EXERCISE: Pick out all lines with the word "query" from the records that follow.
####################
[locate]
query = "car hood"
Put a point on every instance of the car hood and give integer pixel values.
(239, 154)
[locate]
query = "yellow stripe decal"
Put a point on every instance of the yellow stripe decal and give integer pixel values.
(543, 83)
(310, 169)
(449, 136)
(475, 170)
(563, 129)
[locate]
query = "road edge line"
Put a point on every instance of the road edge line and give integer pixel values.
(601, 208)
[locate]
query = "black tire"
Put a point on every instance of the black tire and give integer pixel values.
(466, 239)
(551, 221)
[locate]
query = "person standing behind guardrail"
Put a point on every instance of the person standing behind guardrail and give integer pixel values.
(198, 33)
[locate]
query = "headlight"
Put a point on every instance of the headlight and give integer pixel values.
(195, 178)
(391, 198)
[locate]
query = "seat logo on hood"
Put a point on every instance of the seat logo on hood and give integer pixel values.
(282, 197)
####################
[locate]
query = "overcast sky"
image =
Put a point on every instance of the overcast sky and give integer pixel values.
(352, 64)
####################
TASK RESULT:
query = "car hood"
query = "yellow stripe decal"
query = "road edge line"
query = "black tire"
query = "person standing behind guardrail"
query = "headlight"
query = "seat logo on hood"
query = "overcast sky"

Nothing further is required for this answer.